── TEKS BACAAN ──

Rondeaktual.com – Legenda tinju Pacitan, Jawa Timur, Wono Roya Subandi, 50 tahun, menyimpan kisah tentang bayaran seorang petinju profesional.
“Saya merintis karir tinju pro dari bawah,” kata Wono Roya, karyawan Pengelolaan Keuangan Kabupaten Pacitan. “Main pertama di Madiun 6 ronde melawan Hery Thompson. Saya menang KO ronde 4 dan menerima bayaran 30 ribu. Bayaran termahal saya terima ketika bertanding melawan petinju top Filipina, Andy Tabanas. Saya kalah dan menerima uang 27 juta, sesuai dengan kontrak yang sudah disetujui oleh badan tinju. Itu 20 tahun yang silam. Waktu itu saya masih umur 30-an.”
Pertandngan berlangsung di Hawaii Prince Hotel, Honolulu, 28 Maret 2000. Honolulu adalah ibu kota negara bagian Hawaii, Amerika Serikat.
Selain mengalahkan Wono Roya, Andy Tabanas pernah mengalahkan tiga petinju Indonesia; Agus Ray (Jakarta), M Basir (Malang), Nico Thomas (Jakarta).
Sebagai petinju pro, Wono Royo harus tunduk aturan. Honor tanding dipotong manajer 30% dan 4 % dipotong badan tinju yang mengawasi pertandingan.

───
── DATA YANG DISEDIAKAN ──

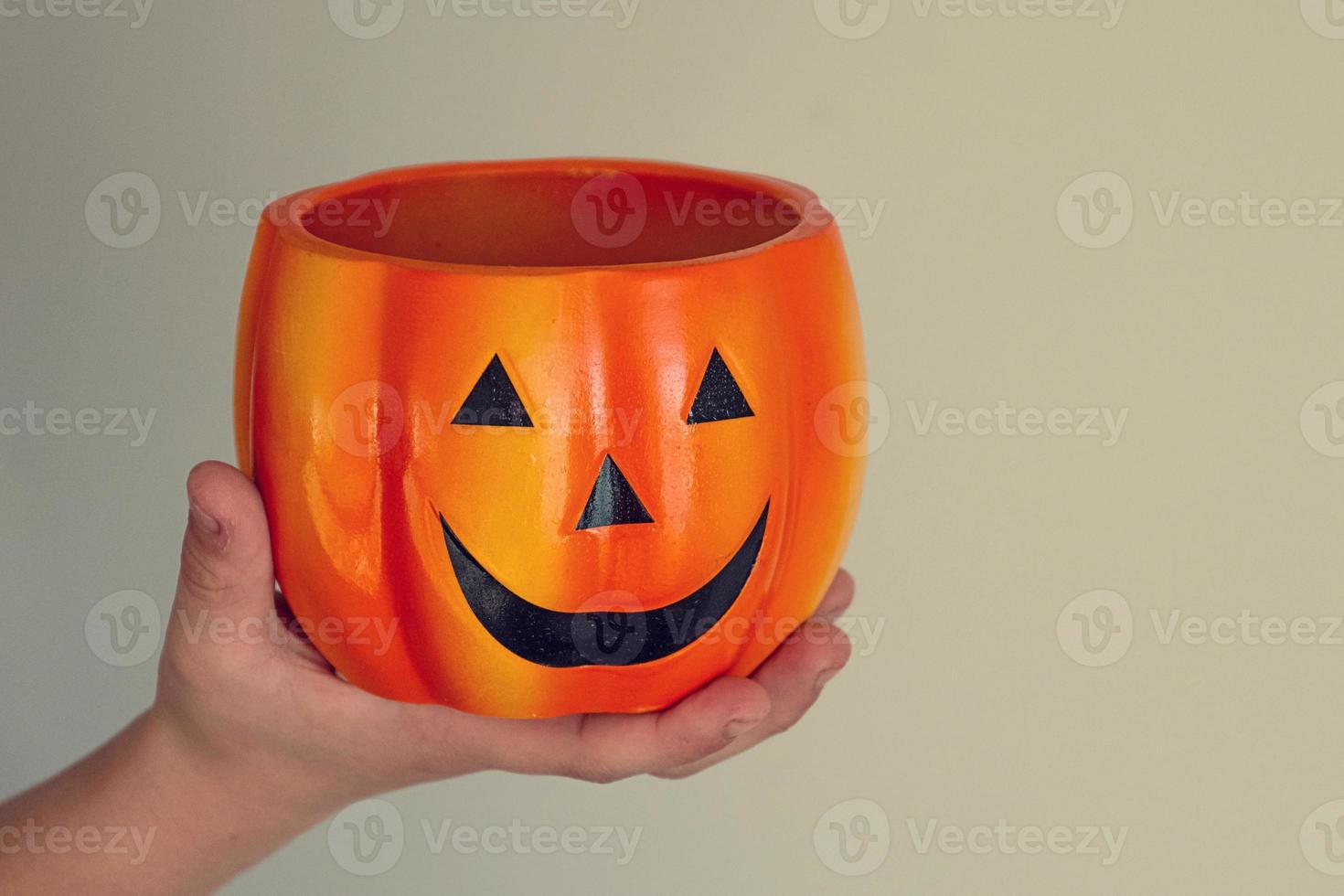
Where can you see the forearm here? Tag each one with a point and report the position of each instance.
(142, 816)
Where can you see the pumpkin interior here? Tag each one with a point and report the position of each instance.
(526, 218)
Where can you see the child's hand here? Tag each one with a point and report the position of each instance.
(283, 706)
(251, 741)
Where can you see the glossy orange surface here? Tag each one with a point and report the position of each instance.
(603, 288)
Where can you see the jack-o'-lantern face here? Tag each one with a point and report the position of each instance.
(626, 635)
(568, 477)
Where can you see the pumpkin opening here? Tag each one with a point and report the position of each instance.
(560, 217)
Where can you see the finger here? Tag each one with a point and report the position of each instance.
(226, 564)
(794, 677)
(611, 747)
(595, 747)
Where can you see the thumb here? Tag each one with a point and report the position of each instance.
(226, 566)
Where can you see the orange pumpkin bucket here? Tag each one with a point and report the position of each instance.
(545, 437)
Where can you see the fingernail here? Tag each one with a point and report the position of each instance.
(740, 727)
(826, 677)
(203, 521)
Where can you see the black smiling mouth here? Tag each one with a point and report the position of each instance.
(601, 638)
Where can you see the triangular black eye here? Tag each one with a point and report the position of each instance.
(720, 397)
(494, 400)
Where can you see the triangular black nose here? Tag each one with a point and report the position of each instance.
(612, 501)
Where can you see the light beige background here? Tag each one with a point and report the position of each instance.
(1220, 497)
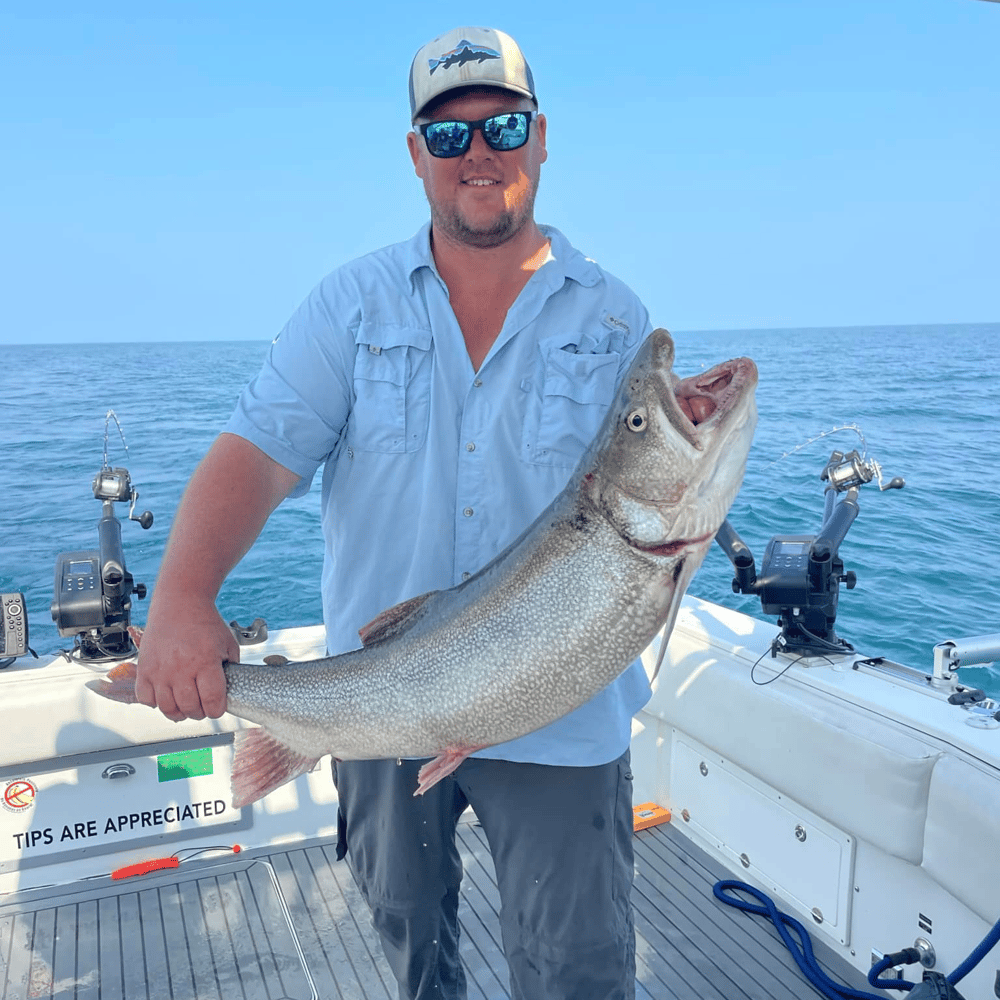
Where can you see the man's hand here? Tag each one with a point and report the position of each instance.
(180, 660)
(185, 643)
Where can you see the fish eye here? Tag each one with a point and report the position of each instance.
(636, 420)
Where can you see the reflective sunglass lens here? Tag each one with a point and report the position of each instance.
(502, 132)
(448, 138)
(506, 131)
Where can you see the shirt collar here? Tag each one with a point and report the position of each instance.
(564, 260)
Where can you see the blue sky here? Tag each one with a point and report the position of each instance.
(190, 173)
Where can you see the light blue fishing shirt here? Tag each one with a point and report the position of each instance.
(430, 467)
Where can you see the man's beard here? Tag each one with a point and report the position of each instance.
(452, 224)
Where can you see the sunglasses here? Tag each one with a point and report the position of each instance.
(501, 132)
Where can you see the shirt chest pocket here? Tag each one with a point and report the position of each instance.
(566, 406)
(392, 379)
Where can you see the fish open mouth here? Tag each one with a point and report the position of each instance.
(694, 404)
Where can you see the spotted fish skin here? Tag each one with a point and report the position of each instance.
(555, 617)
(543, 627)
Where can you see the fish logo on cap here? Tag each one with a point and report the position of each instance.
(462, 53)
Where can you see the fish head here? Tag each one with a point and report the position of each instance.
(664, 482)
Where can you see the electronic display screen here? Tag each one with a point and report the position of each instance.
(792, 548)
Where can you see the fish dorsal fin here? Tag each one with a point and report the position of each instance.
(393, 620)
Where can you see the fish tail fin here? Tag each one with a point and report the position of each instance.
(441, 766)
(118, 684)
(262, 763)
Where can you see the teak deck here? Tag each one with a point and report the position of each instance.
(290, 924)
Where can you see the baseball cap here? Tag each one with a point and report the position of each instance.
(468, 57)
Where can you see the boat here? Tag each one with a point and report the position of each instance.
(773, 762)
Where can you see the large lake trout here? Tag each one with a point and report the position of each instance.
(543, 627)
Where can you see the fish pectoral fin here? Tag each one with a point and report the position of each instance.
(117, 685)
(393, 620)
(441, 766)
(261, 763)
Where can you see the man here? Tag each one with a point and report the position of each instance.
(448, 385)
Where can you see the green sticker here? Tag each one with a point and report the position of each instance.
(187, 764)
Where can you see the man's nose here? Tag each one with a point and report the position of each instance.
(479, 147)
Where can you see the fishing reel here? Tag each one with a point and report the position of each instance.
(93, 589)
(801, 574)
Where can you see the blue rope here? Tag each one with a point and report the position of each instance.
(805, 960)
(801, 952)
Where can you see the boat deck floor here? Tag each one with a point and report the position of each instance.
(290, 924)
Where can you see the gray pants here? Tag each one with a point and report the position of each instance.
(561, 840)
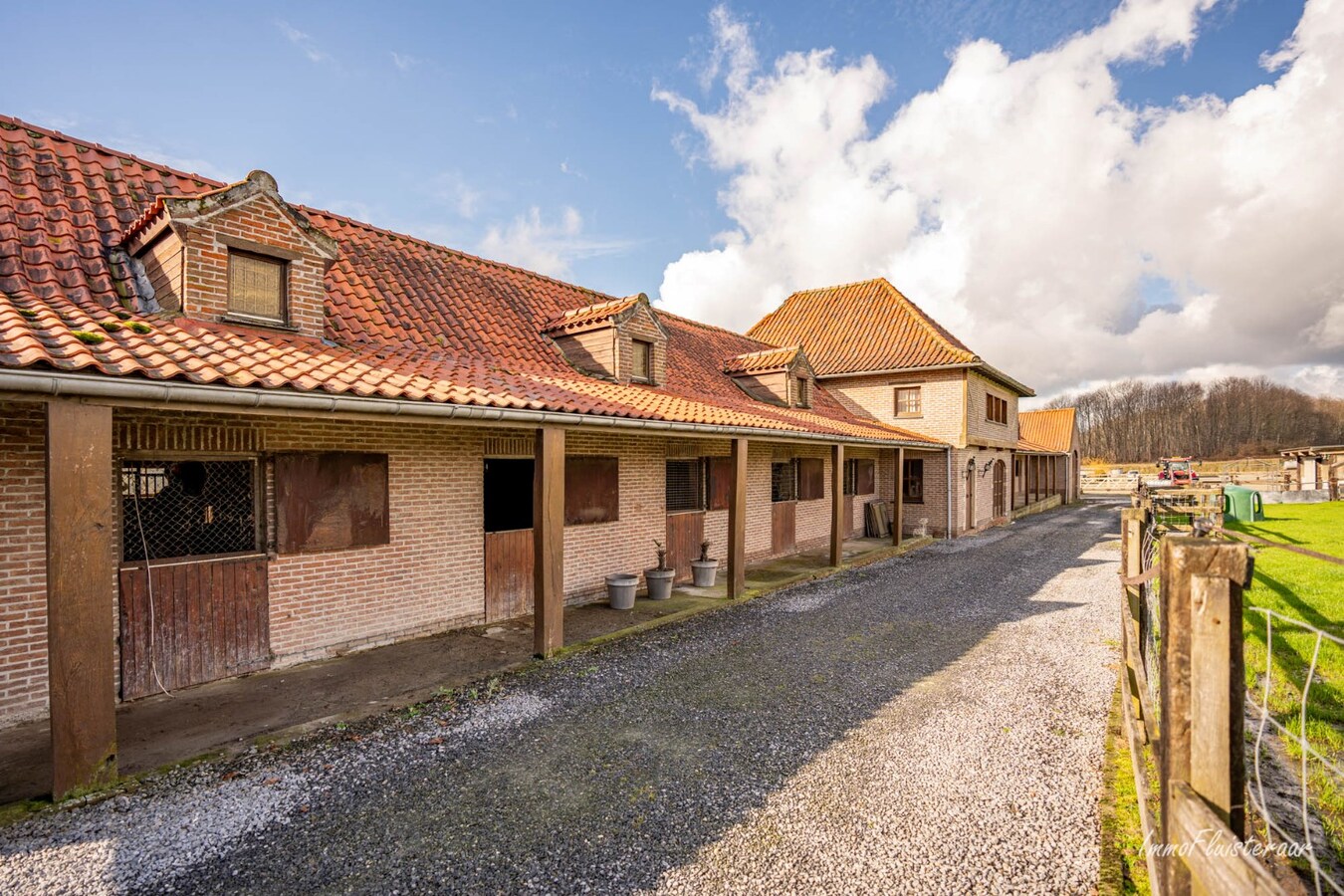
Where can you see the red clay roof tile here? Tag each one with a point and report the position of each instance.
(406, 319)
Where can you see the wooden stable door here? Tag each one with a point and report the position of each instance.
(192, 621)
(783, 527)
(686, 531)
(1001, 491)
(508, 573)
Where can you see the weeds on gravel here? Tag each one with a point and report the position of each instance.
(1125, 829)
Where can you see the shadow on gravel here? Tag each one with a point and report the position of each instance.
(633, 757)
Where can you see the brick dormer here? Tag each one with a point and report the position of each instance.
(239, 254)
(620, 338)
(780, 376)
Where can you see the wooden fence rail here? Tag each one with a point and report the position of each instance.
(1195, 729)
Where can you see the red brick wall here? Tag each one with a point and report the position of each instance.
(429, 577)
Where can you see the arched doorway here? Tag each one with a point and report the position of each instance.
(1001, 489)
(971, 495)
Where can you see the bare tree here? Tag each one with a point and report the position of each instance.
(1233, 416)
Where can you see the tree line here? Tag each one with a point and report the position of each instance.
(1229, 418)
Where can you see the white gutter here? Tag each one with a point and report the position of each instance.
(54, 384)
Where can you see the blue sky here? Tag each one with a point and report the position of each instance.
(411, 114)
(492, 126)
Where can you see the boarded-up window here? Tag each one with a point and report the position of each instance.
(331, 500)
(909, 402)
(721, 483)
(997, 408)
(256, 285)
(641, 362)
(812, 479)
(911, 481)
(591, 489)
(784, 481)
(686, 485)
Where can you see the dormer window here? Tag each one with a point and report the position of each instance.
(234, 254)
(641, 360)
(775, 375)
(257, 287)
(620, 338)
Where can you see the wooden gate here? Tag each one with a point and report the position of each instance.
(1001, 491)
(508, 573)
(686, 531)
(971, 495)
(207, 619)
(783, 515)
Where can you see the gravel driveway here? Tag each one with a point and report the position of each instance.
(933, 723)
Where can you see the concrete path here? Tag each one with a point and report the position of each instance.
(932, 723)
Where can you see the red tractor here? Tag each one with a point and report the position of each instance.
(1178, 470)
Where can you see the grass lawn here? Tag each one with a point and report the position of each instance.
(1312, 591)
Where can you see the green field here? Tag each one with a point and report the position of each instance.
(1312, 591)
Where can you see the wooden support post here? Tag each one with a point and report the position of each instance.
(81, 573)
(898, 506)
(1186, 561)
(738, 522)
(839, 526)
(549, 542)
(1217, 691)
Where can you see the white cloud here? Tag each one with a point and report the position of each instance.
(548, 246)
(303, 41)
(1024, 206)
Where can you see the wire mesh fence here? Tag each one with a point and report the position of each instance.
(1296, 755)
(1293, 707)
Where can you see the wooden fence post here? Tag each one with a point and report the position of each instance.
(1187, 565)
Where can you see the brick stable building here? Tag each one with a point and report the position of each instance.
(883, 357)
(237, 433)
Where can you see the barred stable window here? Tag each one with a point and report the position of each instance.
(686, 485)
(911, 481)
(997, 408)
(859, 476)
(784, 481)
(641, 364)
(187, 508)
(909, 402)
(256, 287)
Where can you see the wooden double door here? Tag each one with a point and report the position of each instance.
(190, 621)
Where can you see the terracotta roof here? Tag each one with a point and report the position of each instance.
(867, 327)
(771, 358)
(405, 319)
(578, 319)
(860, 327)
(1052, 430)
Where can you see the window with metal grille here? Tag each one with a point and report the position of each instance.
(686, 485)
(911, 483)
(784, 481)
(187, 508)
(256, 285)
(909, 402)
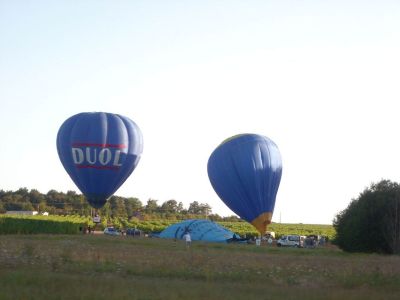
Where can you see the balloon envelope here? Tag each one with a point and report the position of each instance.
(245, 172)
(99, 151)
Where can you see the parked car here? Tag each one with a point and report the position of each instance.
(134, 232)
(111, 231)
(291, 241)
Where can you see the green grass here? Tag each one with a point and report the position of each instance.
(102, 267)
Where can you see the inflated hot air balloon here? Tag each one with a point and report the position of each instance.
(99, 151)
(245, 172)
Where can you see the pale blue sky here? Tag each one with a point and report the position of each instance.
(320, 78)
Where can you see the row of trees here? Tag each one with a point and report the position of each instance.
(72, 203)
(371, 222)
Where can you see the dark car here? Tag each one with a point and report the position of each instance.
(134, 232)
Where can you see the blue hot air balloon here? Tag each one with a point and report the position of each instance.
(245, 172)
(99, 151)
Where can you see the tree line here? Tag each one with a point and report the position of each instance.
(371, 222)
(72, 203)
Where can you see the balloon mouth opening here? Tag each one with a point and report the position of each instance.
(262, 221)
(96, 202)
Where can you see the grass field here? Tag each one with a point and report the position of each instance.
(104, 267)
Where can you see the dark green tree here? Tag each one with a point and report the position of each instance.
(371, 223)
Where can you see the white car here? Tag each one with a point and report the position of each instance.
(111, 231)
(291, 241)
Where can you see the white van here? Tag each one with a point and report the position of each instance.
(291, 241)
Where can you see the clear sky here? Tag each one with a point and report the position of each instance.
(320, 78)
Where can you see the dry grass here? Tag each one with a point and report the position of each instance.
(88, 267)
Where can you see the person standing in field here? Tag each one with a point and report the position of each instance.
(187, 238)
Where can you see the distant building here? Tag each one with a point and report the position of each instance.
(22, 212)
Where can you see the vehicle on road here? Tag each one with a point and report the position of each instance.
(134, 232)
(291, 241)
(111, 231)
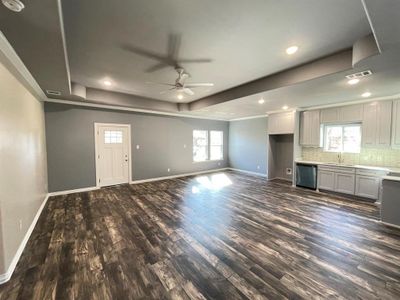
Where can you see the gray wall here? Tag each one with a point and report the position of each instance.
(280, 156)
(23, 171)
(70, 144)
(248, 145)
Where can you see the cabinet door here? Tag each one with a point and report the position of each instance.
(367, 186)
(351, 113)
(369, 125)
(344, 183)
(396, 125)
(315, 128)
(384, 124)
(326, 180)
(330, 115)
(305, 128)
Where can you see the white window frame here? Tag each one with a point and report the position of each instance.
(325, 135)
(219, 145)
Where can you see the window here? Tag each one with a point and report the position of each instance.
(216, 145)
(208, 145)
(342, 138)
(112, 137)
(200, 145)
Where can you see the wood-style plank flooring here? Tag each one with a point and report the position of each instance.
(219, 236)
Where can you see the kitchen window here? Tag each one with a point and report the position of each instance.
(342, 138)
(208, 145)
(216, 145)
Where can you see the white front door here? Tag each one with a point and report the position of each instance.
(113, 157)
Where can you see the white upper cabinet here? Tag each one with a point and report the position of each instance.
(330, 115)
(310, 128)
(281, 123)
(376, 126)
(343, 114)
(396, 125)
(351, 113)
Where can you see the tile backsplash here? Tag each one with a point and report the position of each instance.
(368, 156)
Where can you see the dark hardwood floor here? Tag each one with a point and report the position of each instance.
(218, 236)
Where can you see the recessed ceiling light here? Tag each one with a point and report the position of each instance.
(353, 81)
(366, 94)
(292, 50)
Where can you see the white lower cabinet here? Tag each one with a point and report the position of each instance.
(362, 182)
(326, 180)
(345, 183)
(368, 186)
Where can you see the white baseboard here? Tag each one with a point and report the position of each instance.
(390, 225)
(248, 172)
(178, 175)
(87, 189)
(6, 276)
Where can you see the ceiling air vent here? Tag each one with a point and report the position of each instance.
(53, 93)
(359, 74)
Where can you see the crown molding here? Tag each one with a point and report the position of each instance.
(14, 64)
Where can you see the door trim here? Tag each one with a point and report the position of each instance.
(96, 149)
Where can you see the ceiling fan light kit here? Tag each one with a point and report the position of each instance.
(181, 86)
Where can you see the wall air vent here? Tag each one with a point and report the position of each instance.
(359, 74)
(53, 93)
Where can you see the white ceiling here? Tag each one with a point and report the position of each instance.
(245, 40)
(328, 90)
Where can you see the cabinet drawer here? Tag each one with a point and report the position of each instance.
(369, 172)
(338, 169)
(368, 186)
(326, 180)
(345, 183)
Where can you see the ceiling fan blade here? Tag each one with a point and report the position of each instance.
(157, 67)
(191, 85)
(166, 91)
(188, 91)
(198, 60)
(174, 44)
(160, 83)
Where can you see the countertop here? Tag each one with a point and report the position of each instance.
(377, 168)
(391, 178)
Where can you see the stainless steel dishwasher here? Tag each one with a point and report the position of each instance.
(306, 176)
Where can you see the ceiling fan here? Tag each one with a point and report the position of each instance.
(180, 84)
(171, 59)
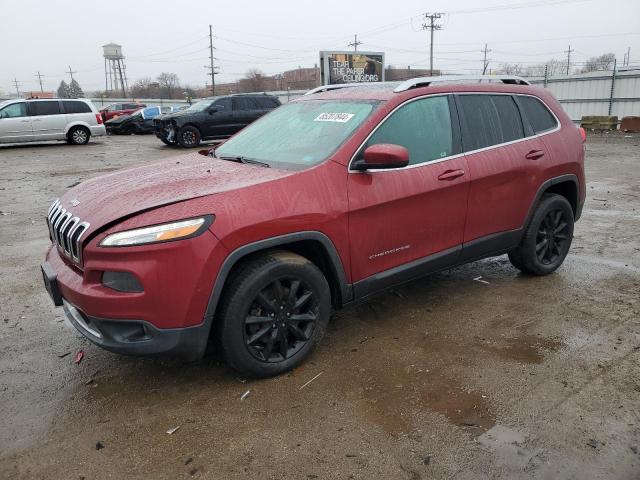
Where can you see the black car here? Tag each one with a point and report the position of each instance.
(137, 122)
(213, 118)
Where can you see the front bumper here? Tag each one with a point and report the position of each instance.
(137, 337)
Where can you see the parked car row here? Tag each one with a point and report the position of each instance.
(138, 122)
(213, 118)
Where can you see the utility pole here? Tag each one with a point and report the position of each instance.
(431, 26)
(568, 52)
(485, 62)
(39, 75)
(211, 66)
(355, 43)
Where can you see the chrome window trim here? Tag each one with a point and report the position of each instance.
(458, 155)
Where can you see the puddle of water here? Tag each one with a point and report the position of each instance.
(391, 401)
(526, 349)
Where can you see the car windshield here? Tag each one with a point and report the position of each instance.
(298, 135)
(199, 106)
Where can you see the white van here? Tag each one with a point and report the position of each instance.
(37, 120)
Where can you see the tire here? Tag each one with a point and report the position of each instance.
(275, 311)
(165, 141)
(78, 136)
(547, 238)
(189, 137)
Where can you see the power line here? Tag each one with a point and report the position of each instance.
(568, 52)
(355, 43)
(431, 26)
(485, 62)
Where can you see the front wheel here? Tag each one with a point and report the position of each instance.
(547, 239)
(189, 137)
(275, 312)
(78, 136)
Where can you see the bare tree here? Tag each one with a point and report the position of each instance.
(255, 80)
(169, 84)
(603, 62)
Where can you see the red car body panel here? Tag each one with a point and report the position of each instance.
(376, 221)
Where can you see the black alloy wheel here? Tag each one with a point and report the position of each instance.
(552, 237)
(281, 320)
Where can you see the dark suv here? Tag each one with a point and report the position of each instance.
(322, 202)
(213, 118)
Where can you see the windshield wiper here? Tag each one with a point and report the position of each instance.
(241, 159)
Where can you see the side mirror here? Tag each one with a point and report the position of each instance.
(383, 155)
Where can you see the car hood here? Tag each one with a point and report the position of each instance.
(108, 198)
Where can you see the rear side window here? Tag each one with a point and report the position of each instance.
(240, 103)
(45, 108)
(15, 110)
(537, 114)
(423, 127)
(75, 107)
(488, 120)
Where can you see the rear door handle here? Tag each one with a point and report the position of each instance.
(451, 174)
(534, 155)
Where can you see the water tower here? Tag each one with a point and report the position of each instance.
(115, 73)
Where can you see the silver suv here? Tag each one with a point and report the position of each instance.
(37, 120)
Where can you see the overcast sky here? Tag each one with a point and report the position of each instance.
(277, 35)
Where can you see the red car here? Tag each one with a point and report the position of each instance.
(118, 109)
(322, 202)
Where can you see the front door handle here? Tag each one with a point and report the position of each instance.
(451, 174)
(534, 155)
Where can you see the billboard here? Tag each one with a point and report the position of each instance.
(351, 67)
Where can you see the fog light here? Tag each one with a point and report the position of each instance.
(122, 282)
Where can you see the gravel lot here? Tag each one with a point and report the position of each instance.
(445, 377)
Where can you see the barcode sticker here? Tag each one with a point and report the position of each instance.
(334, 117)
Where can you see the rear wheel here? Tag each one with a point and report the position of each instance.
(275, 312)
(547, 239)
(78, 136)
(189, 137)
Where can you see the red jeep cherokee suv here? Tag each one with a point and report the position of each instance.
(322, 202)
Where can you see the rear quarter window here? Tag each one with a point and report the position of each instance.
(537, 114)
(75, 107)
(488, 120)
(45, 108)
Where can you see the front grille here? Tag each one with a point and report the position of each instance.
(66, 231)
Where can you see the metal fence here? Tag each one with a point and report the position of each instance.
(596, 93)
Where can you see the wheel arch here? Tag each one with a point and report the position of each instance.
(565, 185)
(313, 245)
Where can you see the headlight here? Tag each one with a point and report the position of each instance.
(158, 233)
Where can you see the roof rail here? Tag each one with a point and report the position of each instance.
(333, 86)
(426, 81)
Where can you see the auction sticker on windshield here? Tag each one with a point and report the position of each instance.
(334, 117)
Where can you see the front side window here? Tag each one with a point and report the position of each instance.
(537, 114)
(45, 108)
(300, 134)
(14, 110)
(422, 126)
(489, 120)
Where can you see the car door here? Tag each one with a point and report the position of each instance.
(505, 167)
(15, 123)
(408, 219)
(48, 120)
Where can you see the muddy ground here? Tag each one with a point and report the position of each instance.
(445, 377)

───

Jawab pertanyaan berikut berdasarkan teks tentang Wono Roya Subandi.
(a) Berapa bayaran yang diterima Wono Roya pada pertandingan pertamanya di Madiun?
(b) Di hotel mana dan pada tanggal berapa pertandingan melawan Andy Tabanas berlangsung?
(c) Berapa persen honor tanding yang dipotong manajer?

HASIL TUGAS
(a) 30 ribu.
(b) Di Hawaii Prince Hotel, Honolulu, pada 28 Maret 2000.
(c) 30%.